## [Requirement 1]
Answer these questions using the vacuum repair guide below:
(a) How long should the machine cool down after the safety switch trips?
(b) What does it indicate if the motor cover is warm or hot right after the machine shuts off?
(c) What tool is used to push off the two clips that hold the top brush cover?

—————

All Hoover Windtunnels have a safety feature that will shut down the motor if it starts getting to hot, which prevents the motor from burning out. Usually after this switch trips itself you just need to let the machine cool down for 30-45 minutes and it should come back on. Sometimes even after clearing a clog, or replacing the filters and bags, the vacuum will continue to cut off. If you're absolutely sure that there's no obstructions, or other things that are causing the motor to overheat, then the thermal reset switch itself may have gone bad. Usually you can tell when the switch is bad by feeling the motor cover immediately after the machine shuts off. If it's warm or hot to the touch, this indicates there is something still stuck in the machine. If it's not hot, this means usually the thermal switch itself has gone bad.
Here's how you can replace this switch. Again, it's very important to check all other possible fixes before attempting this repair.
What you'll need to do this repair:
- Phillips Head Screwdriver
- T20 Torx Bit Screwdriver
- Hoover Windtunnel Thermal Reset Switch (this varies from model to model, please contact us to find out which exact one your model uses)
MAKE SURE THAT YOUR VACUUM IS UNPLUGGED
Use a countertop or work bench, and turn the vacuum cleaner upside down so that the handle is resting on the floor, and the brushes are facing upwards. Unscrew the four screws on the corner of the bottom plate that covers the brush roller:
Remove the bottom plate, then pull the roller brush and belts out of your machine. There are 3 screws that hold the top brush cover in place that need to be removed. On the right side the screw is down below the transmission to the right. There's also a screw in the agitator tray, in the middle that needs to be removed. NOTE: This small screw in the agitator tray is only present
on some models, may or may not have this little screw, but all models will have all other screws circled. I have circled both screws that need to be removed:
The screws on the left side that need to be removed are also circled. One screw holds the upper brush cover on, and the other two screws secure the hose in place. Remove all three screws as well as the transparent hose cover:
After all of these screws have been removed, there are two clips that are the last things holding the top brush cover onto the vacuum. Use a flat head screwdriver to push these clips off on both the left and right sides. The right side clip is near the pulley that the flat belt rides on, and the left side clip is next to the internal hose.

—————

## [Requirement 2]
State how many lines in the entries below contain the string "woman", treating uppercase and lowercase as different. Give only the number.

[Stored data entries]
—————

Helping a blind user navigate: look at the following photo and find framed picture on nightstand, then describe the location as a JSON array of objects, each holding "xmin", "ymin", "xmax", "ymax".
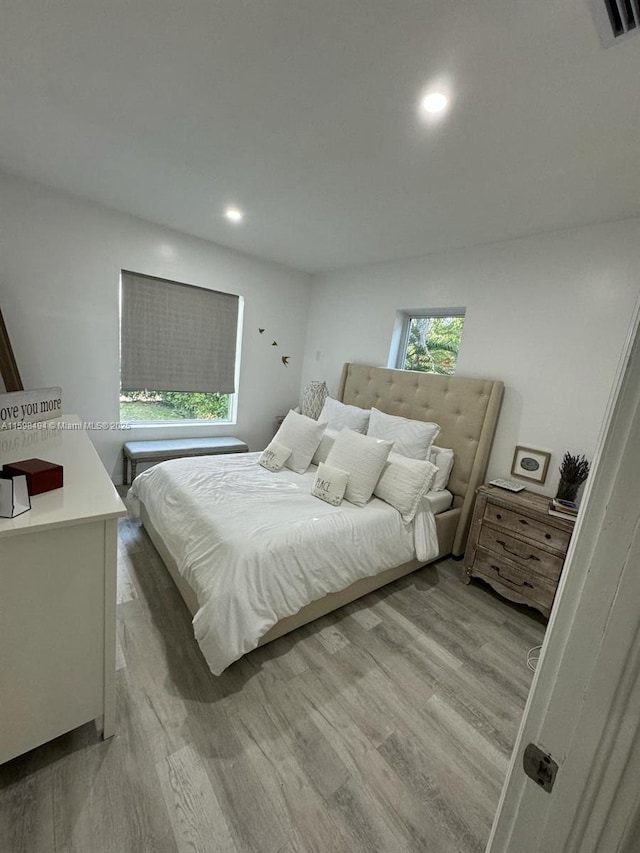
[{"xmin": 511, "ymin": 445, "xmax": 551, "ymax": 483}]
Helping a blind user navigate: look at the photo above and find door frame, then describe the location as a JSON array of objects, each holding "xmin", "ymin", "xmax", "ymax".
[{"xmin": 487, "ymin": 294, "xmax": 640, "ymax": 853}]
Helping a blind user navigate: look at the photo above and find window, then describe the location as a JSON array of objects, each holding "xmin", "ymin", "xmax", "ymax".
[
  {"xmin": 392, "ymin": 308, "xmax": 465, "ymax": 376},
  {"xmin": 120, "ymin": 271, "xmax": 241, "ymax": 423}
]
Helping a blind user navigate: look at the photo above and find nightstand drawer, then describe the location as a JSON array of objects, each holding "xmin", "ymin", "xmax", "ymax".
[
  {"xmin": 473, "ymin": 548, "xmax": 556, "ymax": 616},
  {"xmin": 478, "ymin": 524, "xmax": 563, "ymax": 583},
  {"xmin": 484, "ymin": 503, "xmax": 571, "ymax": 554}
]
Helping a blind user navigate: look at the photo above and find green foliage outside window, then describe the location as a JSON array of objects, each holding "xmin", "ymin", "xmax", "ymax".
[
  {"xmin": 402, "ymin": 317, "xmax": 464, "ymax": 376},
  {"xmin": 120, "ymin": 390, "xmax": 229, "ymax": 422}
]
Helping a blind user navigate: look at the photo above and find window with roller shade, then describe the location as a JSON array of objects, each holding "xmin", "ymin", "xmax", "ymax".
[{"xmin": 120, "ymin": 271, "xmax": 240, "ymax": 423}]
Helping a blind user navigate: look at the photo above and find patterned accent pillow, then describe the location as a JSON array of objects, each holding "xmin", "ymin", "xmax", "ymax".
[
  {"xmin": 258, "ymin": 441, "xmax": 291, "ymax": 471},
  {"xmin": 327, "ymin": 429, "xmax": 393, "ymax": 506},
  {"xmin": 367, "ymin": 409, "xmax": 440, "ymax": 459},
  {"xmin": 318, "ymin": 397, "xmax": 370, "ymax": 432},
  {"xmin": 273, "ymin": 411, "xmax": 326, "ymax": 474},
  {"xmin": 373, "ymin": 453, "xmax": 438, "ymax": 524},
  {"xmin": 311, "ymin": 462, "xmax": 349, "ymax": 506}
]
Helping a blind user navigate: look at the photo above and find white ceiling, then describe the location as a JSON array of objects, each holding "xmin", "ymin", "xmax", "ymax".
[{"xmin": 0, "ymin": 0, "xmax": 640, "ymax": 271}]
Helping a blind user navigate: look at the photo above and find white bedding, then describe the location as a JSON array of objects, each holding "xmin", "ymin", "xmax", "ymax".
[{"xmin": 130, "ymin": 453, "xmax": 438, "ymax": 675}]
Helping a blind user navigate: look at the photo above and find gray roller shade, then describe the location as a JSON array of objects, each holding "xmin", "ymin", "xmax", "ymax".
[{"xmin": 120, "ymin": 271, "xmax": 239, "ymax": 394}]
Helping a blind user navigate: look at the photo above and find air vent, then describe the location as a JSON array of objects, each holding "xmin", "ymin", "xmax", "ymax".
[{"xmin": 590, "ymin": 0, "xmax": 640, "ymax": 47}]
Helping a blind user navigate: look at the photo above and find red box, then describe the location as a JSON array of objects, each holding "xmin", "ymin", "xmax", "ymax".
[{"xmin": 2, "ymin": 459, "xmax": 62, "ymax": 496}]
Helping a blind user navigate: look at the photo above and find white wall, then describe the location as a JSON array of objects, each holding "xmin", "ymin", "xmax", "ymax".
[
  {"xmin": 303, "ymin": 219, "xmax": 640, "ymax": 494},
  {"xmin": 0, "ymin": 174, "xmax": 310, "ymax": 482}
]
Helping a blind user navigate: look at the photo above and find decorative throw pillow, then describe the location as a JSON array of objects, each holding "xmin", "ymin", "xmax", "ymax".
[
  {"xmin": 373, "ymin": 453, "xmax": 438, "ymax": 523},
  {"xmin": 318, "ymin": 397, "xmax": 369, "ymax": 432},
  {"xmin": 311, "ymin": 427, "xmax": 338, "ymax": 465},
  {"xmin": 429, "ymin": 444, "xmax": 454, "ymax": 492},
  {"xmin": 258, "ymin": 441, "xmax": 291, "ymax": 471},
  {"xmin": 327, "ymin": 429, "xmax": 393, "ymax": 506},
  {"xmin": 367, "ymin": 409, "xmax": 440, "ymax": 459},
  {"xmin": 273, "ymin": 411, "xmax": 326, "ymax": 474},
  {"xmin": 311, "ymin": 462, "xmax": 349, "ymax": 506}
]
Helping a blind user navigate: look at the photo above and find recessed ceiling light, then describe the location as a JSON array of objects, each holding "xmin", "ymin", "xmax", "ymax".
[
  {"xmin": 420, "ymin": 92, "xmax": 449, "ymax": 114},
  {"xmin": 224, "ymin": 207, "xmax": 244, "ymax": 224}
]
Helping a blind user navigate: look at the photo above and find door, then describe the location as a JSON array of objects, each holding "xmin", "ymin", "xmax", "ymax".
[{"xmin": 487, "ymin": 300, "xmax": 640, "ymax": 853}]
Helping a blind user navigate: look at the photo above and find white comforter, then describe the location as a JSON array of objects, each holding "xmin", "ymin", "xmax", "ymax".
[{"xmin": 130, "ymin": 453, "xmax": 438, "ymax": 675}]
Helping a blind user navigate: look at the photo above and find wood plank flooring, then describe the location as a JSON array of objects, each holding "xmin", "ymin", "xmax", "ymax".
[{"xmin": 0, "ymin": 519, "xmax": 544, "ymax": 853}]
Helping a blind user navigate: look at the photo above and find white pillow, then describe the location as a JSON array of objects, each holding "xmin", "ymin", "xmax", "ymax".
[
  {"xmin": 429, "ymin": 444, "xmax": 453, "ymax": 492},
  {"xmin": 374, "ymin": 453, "xmax": 438, "ymax": 523},
  {"xmin": 327, "ymin": 429, "xmax": 393, "ymax": 506},
  {"xmin": 273, "ymin": 411, "xmax": 326, "ymax": 474},
  {"xmin": 258, "ymin": 441, "xmax": 291, "ymax": 471},
  {"xmin": 367, "ymin": 409, "xmax": 440, "ymax": 459},
  {"xmin": 311, "ymin": 462, "xmax": 349, "ymax": 506},
  {"xmin": 311, "ymin": 427, "xmax": 338, "ymax": 465},
  {"xmin": 318, "ymin": 397, "xmax": 369, "ymax": 432}
]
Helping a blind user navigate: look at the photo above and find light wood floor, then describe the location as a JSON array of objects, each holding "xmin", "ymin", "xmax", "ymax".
[{"xmin": 0, "ymin": 520, "xmax": 544, "ymax": 853}]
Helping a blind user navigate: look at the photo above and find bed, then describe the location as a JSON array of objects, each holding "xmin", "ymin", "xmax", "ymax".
[{"xmin": 133, "ymin": 363, "xmax": 504, "ymax": 674}]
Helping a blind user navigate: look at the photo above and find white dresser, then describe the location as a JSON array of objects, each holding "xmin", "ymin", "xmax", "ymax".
[{"xmin": 0, "ymin": 416, "xmax": 126, "ymax": 763}]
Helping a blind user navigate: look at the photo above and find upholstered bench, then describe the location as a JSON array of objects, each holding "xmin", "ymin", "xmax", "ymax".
[{"xmin": 122, "ymin": 435, "xmax": 249, "ymax": 486}]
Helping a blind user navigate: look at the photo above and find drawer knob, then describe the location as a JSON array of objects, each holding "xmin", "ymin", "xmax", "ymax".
[
  {"xmin": 496, "ymin": 539, "xmax": 540, "ymax": 563},
  {"xmin": 491, "ymin": 563, "xmax": 533, "ymax": 589}
]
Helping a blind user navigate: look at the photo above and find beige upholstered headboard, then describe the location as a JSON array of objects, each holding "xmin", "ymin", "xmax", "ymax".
[{"xmin": 337, "ymin": 364, "xmax": 504, "ymax": 556}]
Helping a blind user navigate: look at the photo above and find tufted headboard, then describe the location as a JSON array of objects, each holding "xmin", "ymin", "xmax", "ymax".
[{"xmin": 337, "ymin": 363, "xmax": 504, "ymax": 556}]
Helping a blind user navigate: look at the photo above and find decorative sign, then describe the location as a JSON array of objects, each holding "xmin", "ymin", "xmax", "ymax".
[{"xmin": 0, "ymin": 388, "xmax": 62, "ymax": 429}]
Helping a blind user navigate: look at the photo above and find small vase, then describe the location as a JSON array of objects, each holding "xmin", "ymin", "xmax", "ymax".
[
  {"xmin": 300, "ymin": 380, "xmax": 329, "ymax": 421},
  {"xmin": 556, "ymin": 477, "xmax": 580, "ymax": 501}
]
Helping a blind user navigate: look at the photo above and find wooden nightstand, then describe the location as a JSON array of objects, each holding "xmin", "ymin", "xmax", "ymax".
[{"xmin": 462, "ymin": 486, "xmax": 574, "ymax": 617}]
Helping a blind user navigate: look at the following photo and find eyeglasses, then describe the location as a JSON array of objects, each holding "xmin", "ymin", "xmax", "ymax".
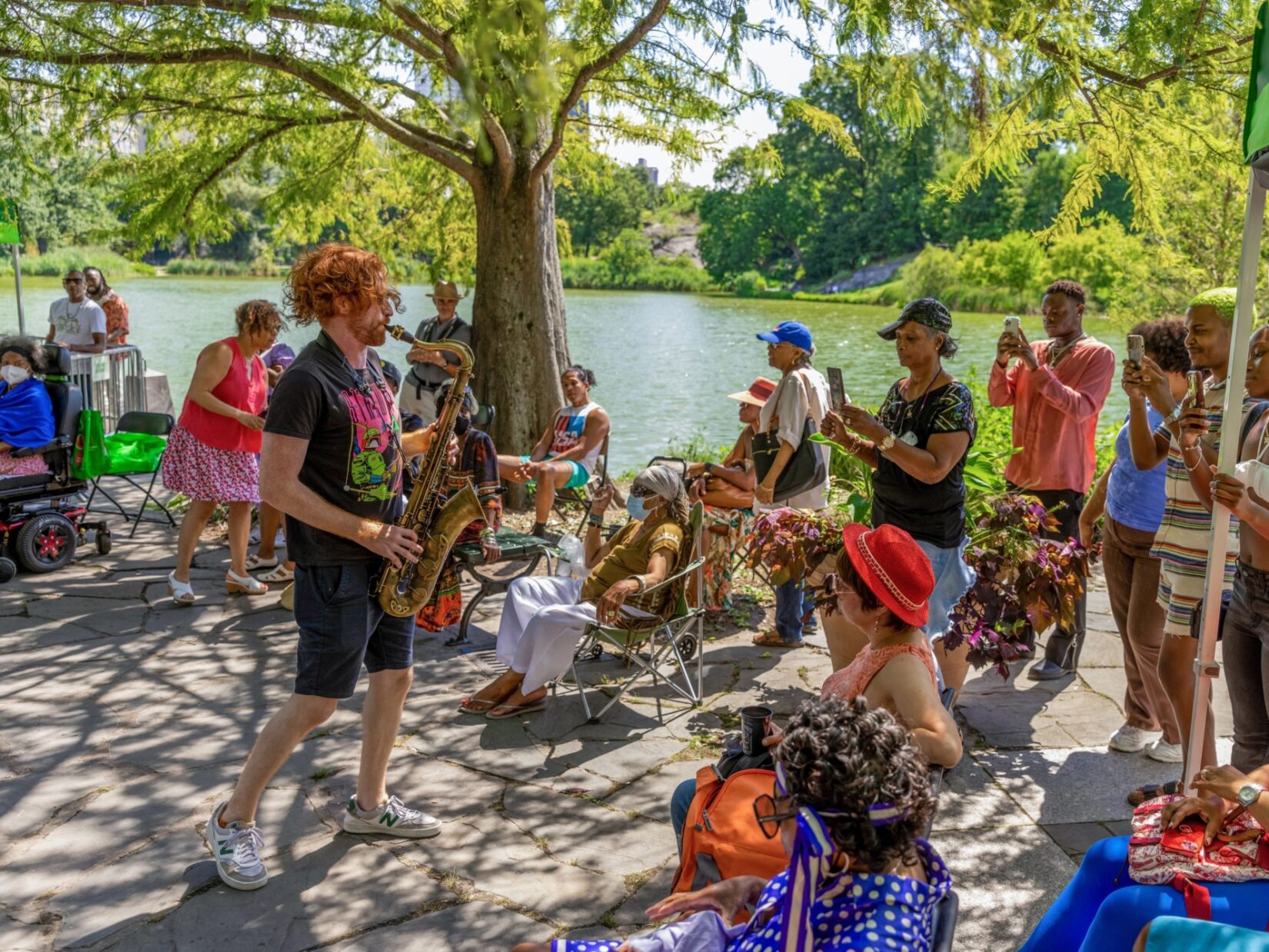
[{"xmin": 754, "ymin": 794, "xmax": 797, "ymax": 839}]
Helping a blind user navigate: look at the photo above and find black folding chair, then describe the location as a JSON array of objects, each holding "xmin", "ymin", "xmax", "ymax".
[{"xmin": 88, "ymin": 410, "xmax": 176, "ymax": 538}]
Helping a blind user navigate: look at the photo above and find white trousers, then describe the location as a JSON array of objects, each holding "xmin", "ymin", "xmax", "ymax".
[{"xmin": 498, "ymin": 575, "xmax": 595, "ymax": 694}]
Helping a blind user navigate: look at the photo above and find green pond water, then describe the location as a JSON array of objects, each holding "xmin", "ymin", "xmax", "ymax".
[{"xmin": 0, "ymin": 277, "xmax": 1126, "ymax": 470}]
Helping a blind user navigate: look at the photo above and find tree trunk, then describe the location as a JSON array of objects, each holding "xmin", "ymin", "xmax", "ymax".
[{"xmin": 472, "ymin": 158, "xmax": 568, "ymax": 508}]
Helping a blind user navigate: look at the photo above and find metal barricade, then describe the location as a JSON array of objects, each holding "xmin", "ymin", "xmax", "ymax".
[{"xmin": 70, "ymin": 344, "xmax": 147, "ymax": 433}]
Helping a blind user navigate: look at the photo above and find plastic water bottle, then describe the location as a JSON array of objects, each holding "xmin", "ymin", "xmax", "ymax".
[{"xmin": 556, "ymin": 533, "xmax": 586, "ymax": 579}]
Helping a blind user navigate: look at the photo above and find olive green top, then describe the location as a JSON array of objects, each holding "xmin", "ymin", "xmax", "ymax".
[{"xmin": 580, "ymin": 515, "xmax": 683, "ymax": 601}]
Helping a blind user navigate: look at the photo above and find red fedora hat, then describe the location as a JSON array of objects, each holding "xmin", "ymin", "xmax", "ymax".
[{"xmin": 841, "ymin": 523, "xmax": 934, "ymax": 628}]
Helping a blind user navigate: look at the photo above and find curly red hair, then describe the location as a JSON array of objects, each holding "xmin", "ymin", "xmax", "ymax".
[{"xmin": 281, "ymin": 241, "xmax": 405, "ymax": 326}]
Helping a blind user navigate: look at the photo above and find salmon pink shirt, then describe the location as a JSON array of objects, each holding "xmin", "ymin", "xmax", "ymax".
[{"xmin": 988, "ymin": 336, "xmax": 1115, "ymax": 492}]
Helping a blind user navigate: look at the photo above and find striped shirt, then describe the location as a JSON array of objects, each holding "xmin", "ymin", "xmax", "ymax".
[{"xmin": 1150, "ymin": 381, "xmax": 1255, "ymax": 586}]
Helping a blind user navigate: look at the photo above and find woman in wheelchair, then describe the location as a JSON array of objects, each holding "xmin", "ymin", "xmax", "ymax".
[
  {"xmin": 498, "ymin": 364, "xmax": 609, "ymax": 538},
  {"xmin": 458, "ymin": 466, "xmax": 689, "ymax": 718},
  {"xmin": 0, "ymin": 338, "xmax": 56, "ymax": 478}
]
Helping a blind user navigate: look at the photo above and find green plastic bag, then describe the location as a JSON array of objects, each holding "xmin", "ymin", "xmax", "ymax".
[
  {"xmin": 71, "ymin": 410, "xmax": 111, "ymax": 480},
  {"xmin": 105, "ymin": 433, "xmax": 168, "ymax": 474}
]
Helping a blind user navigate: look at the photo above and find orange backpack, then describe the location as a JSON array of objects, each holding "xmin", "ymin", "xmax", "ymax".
[{"xmin": 670, "ymin": 764, "xmax": 789, "ymax": 904}]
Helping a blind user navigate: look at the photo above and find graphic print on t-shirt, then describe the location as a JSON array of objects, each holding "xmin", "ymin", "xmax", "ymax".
[
  {"xmin": 339, "ymin": 384, "xmax": 401, "ymax": 501},
  {"xmin": 551, "ymin": 414, "xmax": 586, "ymax": 456}
]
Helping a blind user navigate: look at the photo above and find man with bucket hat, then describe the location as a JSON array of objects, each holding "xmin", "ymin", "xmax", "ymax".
[{"xmin": 400, "ymin": 281, "xmax": 472, "ymax": 427}]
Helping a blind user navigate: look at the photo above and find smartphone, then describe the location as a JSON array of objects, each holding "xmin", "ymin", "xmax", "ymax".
[
  {"xmin": 828, "ymin": 367, "xmax": 847, "ymax": 410},
  {"xmin": 1128, "ymin": 334, "xmax": 1146, "ymax": 371},
  {"xmin": 1185, "ymin": 371, "xmax": 1207, "ymax": 410}
]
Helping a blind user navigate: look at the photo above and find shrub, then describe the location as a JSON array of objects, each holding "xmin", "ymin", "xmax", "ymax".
[{"xmin": 736, "ymin": 271, "xmax": 767, "ymax": 297}]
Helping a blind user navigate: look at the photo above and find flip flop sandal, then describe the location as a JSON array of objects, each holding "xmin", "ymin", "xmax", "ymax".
[
  {"xmin": 754, "ymin": 631, "xmax": 803, "ymax": 647},
  {"xmin": 485, "ymin": 698, "xmax": 547, "ymax": 721},
  {"xmin": 260, "ymin": 565, "xmax": 295, "ymax": 585},
  {"xmin": 1127, "ymin": 781, "xmax": 1181, "ymax": 806}
]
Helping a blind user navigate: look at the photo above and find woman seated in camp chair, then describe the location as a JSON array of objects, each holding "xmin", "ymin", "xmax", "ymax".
[
  {"xmin": 498, "ymin": 364, "xmax": 609, "ymax": 538},
  {"xmin": 458, "ymin": 466, "xmax": 689, "ymax": 718},
  {"xmin": 513, "ymin": 698, "xmax": 952, "ymax": 952},
  {"xmin": 0, "ymin": 338, "xmax": 57, "ymax": 478}
]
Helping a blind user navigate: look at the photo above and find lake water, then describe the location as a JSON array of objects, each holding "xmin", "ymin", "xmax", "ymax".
[{"xmin": 0, "ymin": 277, "xmax": 1127, "ymax": 470}]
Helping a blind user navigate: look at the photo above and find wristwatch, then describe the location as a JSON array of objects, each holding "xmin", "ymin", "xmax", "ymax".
[{"xmin": 1238, "ymin": 783, "xmax": 1265, "ymax": 810}]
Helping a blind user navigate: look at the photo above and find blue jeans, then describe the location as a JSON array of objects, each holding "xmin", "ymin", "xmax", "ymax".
[
  {"xmin": 670, "ymin": 777, "xmax": 697, "ymax": 860},
  {"xmin": 1021, "ymin": 837, "xmax": 1269, "ymax": 952},
  {"xmin": 916, "ymin": 538, "xmax": 976, "ymax": 641},
  {"xmin": 775, "ymin": 581, "xmax": 816, "ymax": 641}
]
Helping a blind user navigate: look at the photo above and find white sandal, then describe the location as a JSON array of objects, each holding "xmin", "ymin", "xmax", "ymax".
[
  {"xmin": 260, "ymin": 565, "xmax": 295, "ymax": 584},
  {"xmin": 168, "ymin": 571, "xmax": 198, "ymax": 605},
  {"xmin": 225, "ymin": 568, "xmax": 269, "ymax": 595}
]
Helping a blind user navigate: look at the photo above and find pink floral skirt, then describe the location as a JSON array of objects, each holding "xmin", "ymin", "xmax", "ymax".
[
  {"xmin": 0, "ymin": 449, "xmax": 48, "ymax": 478},
  {"xmin": 162, "ymin": 423, "xmax": 260, "ymax": 503}
]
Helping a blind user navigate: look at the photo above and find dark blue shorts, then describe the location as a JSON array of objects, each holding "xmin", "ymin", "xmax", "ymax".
[{"xmin": 295, "ymin": 562, "xmax": 414, "ymax": 698}]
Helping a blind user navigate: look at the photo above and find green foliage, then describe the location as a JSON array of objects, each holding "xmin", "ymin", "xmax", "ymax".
[
  {"xmin": 734, "ymin": 271, "xmax": 767, "ymax": 297},
  {"xmin": 0, "ymin": 245, "xmax": 155, "ymax": 281}
]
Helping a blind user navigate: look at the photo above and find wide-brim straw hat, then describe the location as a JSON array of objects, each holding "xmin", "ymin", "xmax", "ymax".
[
  {"xmin": 727, "ymin": 377, "xmax": 775, "ymax": 406},
  {"xmin": 428, "ymin": 281, "xmax": 467, "ymax": 301}
]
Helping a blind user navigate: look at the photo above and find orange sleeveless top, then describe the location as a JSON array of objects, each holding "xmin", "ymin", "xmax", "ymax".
[{"xmin": 820, "ymin": 640, "xmax": 939, "ymax": 701}]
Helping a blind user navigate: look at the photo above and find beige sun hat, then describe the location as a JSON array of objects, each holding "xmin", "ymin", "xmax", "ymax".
[{"xmin": 428, "ymin": 281, "xmax": 467, "ymax": 301}]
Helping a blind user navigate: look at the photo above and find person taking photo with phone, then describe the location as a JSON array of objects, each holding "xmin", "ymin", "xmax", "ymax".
[
  {"xmin": 822, "ymin": 297, "xmax": 978, "ymax": 689},
  {"xmin": 988, "ymin": 281, "xmax": 1115, "ymax": 681}
]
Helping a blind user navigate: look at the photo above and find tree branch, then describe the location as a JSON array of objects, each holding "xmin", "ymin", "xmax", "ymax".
[
  {"xmin": 529, "ymin": 0, "xmax": 670, "ymax": 185},
  {"xmin": 0, "ymin": 47, "xmax": 476, "ymax": 181}
]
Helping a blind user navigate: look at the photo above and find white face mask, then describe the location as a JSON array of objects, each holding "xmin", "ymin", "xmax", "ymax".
[
  {"xmin": 0, "ymin": 363, "xmax": 31, "ymax": 387},
  {"xmin": 1234, "ymin": 460, "xmax": 1269, "ymax": 500}
]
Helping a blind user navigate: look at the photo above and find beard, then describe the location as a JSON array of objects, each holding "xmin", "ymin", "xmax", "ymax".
[{"xmin": 348, "ymin": 314, "xmax": 388, "ymax": 347}]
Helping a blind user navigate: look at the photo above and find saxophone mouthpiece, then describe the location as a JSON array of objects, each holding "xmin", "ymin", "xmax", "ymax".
[{"xmin": 387, "ymin": 324, "xmax": 414, "ymax": 344}]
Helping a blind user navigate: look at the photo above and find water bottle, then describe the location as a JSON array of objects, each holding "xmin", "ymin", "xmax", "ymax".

—————

## [Exercise result 1]
(a) 30-45 minutes.
(b) Something is still stuck in the machine.
(c) A flat head screwdriver.

## [Exercise result 2]
2